• [ACTIVITY]: Extend the text about KCL's 5G and 4G testbed, starting right after its last sentence.

• [TEXT EXCERPT]:
<<<<

KCL’s Centre for Telecommunications Research has been awarded a substantial fund by DCMS to develop UK’s leading 5G capabilities, in partnership with the 5GIC and the University of Bristol. The testbed comprises a fully 3GPP-compliant 5G air interface with radios at 3.5GHz powered by Massive MIMO technology and 28GHz powered by millimetre wave specifications. The radios are front hauled into the baseband unit and then into the virtual radio access network; the resulting data flow is then routed into the virtualized core network. The testbed is completely softwarised, hosting all 5G functionalities as VNFs on commodity hardware. The testbed is being used by academia and industry to drive next-generation innovation.
In addition to the 5G capabilities, the system also features a fully functional 4G radio network using several pico cells distributed around the Strand campus. The system features a fully virtualised RAN with a local breakout and a core residing at Ericsson’s facility in Aachen. The 4G system also includes a remote radio deployment in London’s Guildhall where two additional pico cells are deployed and provide coverage in the Roman Arena and the reception.

>>>>

• [EXCERPTED RECORDS]:

<<<<

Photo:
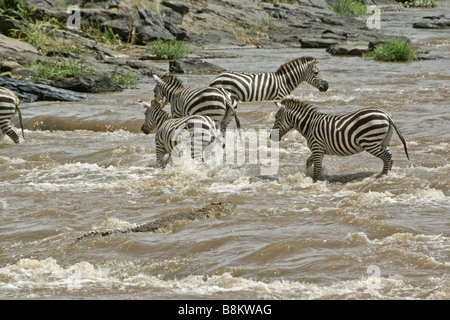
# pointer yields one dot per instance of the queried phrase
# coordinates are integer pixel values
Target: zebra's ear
(157, 79)
(144, 104)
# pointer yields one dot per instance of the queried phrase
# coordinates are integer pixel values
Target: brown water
(85, 166)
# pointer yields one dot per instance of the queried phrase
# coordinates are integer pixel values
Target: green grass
(101, 34)
(349, 7)
(395, 50)
(172, 49)
(123, 78)
(52, 70)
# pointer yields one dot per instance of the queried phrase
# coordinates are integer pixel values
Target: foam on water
(48, 278)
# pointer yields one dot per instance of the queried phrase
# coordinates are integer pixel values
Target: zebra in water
(216, 103)
(9, 106)
(367, 129)
(173, 132)
(272, 85)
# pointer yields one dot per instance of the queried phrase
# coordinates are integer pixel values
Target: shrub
(349, 7)
(172, 49)
(395, 50)
(123, 78)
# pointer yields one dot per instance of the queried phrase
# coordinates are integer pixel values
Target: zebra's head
(312, 76)
(154, 115)
(282, 125)
(165, 86)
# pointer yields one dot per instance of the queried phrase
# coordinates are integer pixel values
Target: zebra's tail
(230, 102)
(20, 121)
(400, 136)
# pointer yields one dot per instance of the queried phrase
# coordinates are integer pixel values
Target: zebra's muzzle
(323, 87)
(275, 135)
(145, 129)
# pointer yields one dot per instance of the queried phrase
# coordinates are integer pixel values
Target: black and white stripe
(198, 131)
(216, 103)
(367, 129)
(273, 85)
(9, 106)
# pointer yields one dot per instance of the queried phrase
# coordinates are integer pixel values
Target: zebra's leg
(309, 162)
(383, 154)
(160, 155)
(7, 128)
(317, 158)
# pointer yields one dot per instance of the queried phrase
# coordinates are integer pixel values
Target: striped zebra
(215, 103)
(272, 85)
(171, 133)
(9, 106)
(367, 129)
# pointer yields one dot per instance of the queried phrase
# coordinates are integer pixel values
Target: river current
(353, 235)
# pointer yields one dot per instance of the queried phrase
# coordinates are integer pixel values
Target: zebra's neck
(302, 119)
(160, 116)
(290, 76)
(172, 91)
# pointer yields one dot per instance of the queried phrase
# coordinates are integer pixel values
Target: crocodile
(173, 221)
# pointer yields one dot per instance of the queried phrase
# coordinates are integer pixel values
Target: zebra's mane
(172, 79)
(286, 66)
(295, 104)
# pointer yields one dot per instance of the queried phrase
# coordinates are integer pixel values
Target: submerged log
(173, 221)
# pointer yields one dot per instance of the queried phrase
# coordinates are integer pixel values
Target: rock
(29, 92)
(436, 22)
(16, 45)
(10, 25)
(317, 42)
(178, 7)
(348, 49)
(194, 66)
(86, 82)
(12, 69)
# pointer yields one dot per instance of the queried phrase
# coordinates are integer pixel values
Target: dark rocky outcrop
(433, 22)
(85, 82)
(193, 66)
(356, 49)
(29, 92)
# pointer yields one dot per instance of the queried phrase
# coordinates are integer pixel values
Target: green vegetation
(101, 34)
(123, 78)
(37, 35)
(395, 50)
(349, 7)
(421, 3)
(172, 49)
(52, 70)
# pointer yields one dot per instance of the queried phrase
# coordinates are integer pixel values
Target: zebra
(9, 106)
(216, 103)
(367, 129)
(170, 132)
(269, 86)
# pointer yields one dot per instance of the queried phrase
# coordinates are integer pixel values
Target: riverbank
(108, 39)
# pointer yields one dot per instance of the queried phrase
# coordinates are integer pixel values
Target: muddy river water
(353, 235)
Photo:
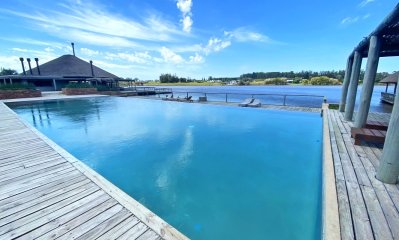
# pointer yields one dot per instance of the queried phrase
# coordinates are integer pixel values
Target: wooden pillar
(388, 171)
(345, 84)
(350, 106)
(368, 81)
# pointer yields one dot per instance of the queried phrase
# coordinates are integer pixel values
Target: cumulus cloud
(349, 20)
(365, 2)
(196, 58)
(245, 35)
(185, 8)
(215, 45)
(88, 22)
(136, 57)
(170, 57)
(89, 52)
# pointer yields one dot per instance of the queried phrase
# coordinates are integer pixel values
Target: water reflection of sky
(332, 93)
(186, 162)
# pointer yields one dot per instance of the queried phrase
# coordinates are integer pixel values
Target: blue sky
(191, 38)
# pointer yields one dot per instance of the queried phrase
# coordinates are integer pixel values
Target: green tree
(9, 71)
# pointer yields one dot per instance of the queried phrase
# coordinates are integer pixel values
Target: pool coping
(153, 221)
(331, 225)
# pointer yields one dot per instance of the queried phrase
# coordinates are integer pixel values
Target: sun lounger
(255, 103)
(377, 125)
(368, 135)
(186, 99)
(246, 102)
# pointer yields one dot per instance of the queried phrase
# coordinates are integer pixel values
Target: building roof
(391, 78)
(388, 31)
(68, 66)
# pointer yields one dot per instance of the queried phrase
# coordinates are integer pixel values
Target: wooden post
(350, 106)
(368, 82)
(388, 171)
(345, 84)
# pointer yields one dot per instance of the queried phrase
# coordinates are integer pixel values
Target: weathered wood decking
(45, 193)
(368, 209)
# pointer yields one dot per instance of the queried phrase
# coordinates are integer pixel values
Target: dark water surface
(332, 93)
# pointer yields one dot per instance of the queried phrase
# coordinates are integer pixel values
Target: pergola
(382, 42)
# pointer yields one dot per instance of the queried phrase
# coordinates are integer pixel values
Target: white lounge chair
(255, 103)
(246, 102)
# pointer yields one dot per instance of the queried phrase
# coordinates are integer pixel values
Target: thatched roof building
(57, 73)
(391, 78)
(70, 66)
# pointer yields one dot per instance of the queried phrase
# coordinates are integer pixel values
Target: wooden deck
(368, 209)
(45, 193)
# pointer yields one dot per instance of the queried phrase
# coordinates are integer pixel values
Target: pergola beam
(368, 82)
(354, 80)
(345, 84)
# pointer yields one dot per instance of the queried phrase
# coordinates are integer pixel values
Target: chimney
(30, 68)
(23, 67)
(73, 48)
(91, 66)
(37, 65)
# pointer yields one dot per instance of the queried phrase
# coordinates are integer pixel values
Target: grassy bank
(183, 84)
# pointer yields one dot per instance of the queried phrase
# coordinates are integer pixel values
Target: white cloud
(215, 45)
(170, 57)
(136, 57)
(92, 20)
(245, 35)
(366, 16)
(89, 52)
(196, 58)
(20, 49)
(349, 20)
(187, 23)
(49, 49)
(185, 8)
(365, 2)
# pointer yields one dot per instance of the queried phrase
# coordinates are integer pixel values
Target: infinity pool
(213, 172)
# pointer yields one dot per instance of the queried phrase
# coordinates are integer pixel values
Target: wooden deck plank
(106, 225)
(134, 232)
(98, 218)
(58, 226)
(49, 197)
(120, 229)
(370, 205)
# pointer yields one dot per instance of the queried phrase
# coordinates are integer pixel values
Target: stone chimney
(37, 65)
(73, 48)
(22, 64)
(30, 68)
(91, 66)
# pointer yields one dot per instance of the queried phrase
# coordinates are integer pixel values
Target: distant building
(57, 73)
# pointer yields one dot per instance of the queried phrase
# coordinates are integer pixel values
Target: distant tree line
(7, 71)
(169, 78)
(306, 75)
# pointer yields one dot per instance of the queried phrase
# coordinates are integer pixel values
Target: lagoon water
(332, 93)
(213, 172)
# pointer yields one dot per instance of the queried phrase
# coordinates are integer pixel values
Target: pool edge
(331, 224)
(157, 224)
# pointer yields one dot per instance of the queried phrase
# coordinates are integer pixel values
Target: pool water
(212, 172)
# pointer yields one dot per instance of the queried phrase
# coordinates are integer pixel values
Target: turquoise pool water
(213, 172)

>>>>

• [ANSWER FOR THE TASK]:
KCL also runs its own independent Openstack deployment for VNFs, used for OAI, consisting of over 600 cores and 1TB of memory. All three independent systems are interconnected over a 10Gbit fibre infrastructure with orchestration capabilities using OSM and ONAP. The entire testbed is connected over 10Gbit fibre to the 5G exchange point in Slough, shared between UoB and 5GIC for inter-domain orchestration and cross-domain slicing.
Container-based virtualisation is also offered via two independent Kubernetes deployments, also connected to the infrastructure and offering standard compute power as well as GPU acceleration for machine learning and AI workloads. Several hosts are available in the 5G lab featuring nVidia GPUs for AR/VR applications.